— Tasks to perform —
1. Repeat the Catholic parenting post word for word from "The good news" up to and including "make it work.".
2. In one to three sentences, explain why the Catholic parenting post favors the car for Bible learning.

— Text extract —
---------------

The good news is it's never too early and never too late to start. And there's no better motivation for learning about our faith than having kids who ask us about it. I know about 1000% more about being Catholic than I did before I had kids.
Our Catholic faith is multifaceted, and so rich that you could spend a lifetime studying it and never run out of things to learn. But you've got to start somewhere. Here's where we focus:
1. The Mass
On a scale of importance from one to ten, this is an eleven. Go to Mass. I favor attending Mass as a family, even if it means nursing babies in the pew, and taking screaming one year olds out over and over again. We make it a priority and we make it work.
But I know that doesn't work for every family. If you and your husband need to split up and not bring children to Mass that are below the age of reason, then so be it. But we get to Mass every. single. Sunday. Every. single. holy day of obligation. Even if we're traveling, or we have company, or the kids have sporting events, or we have a ton of stuff to do, or we'd rather sleep in.
We have made a commitment to go to Mass, at least on Sundays and holy days of obligation, more often if we can swing it. ME going to Mass is the most important thing I can do for the faith of my children.
2. The Bible
But, how to manage it? We're all busy.
I love to use the car for stuff like this. The kids are strapped in, they're a captive audience. Might as well use it for good. And, now, you really REALLY can. TAN books has just come out with a whole program, aimed at homeschooling families, called The Story of the Bible. It's got books (one volume each for the Old and New Testaments), a teacher's guide, an activity book and test book for kids, even a video lecture series . . . the whole shebang. If you're looking for a complete Catholic Bible program, look no further.
But BY FAR my favorite part of the system (available separately) is the Dramatized Audio Books. They are excellent. They are professionally done with voice actors and sound effects and you get to listen to the WHOLE Bible, in a very entertaining way. My kids really like the CDs and ask to listen to them. It's perfect.
We also make a point of having Bibles around the house, accessible to the kids. Since we have a wide range of ages (currently 0-13) around here, we also keep a range of Bibles on hand. (Clicking on the title of the book will take you to Amazon through my Affiliate link. Thanks!)
- The Golden Children's Bible: For the youngest kids, we use this for reading Bible stories aloud. The kids like the illustrations, and the stories are complete but not overwhelming.
- Early Readers Bible: For kids ready for easy readers, this is a Bible they can read themselves and feel like a big kid. The stories are obviously very simplified, but I think it's good to have around.

---------------

— Data listing —
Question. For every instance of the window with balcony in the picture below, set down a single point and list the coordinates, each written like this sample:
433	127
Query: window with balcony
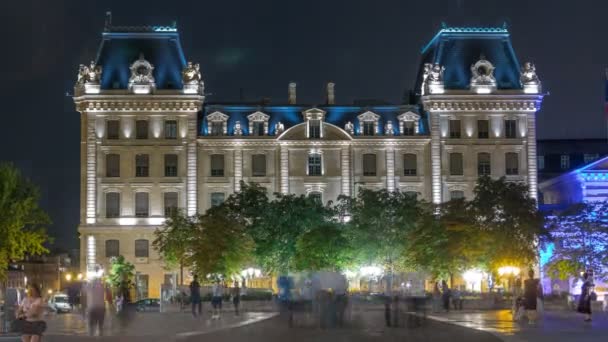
217	165
456	165
142	165
511	163
170	165
112	204
113	165
409	164
484	167
258	165
314	164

---------------

— Task solutions —
1.
The good news is it's never too early and never too late to start. And there's no better motivation for learning about our faith than having kids who ask us about it. I know about 1000% more about being Catholic than I did before I had kids.
Our Catholic faith is multifaceted, and so rich that you could spend a lifetime studying it and never run out of things to learn. But you've got to start somewhere. Here's where we focus:
1. The Mass
On a scale of importance from one to ten, this is an eleven. Go to Mass. I favor attending Mass as a family, even if it means nursing babies in the pew, and taking screaming one year olds out over and over again. We make it a priority and we make it work.

2. In the car the kids are strapped in, so they are a captive audience. The author says that time might as well be used for good.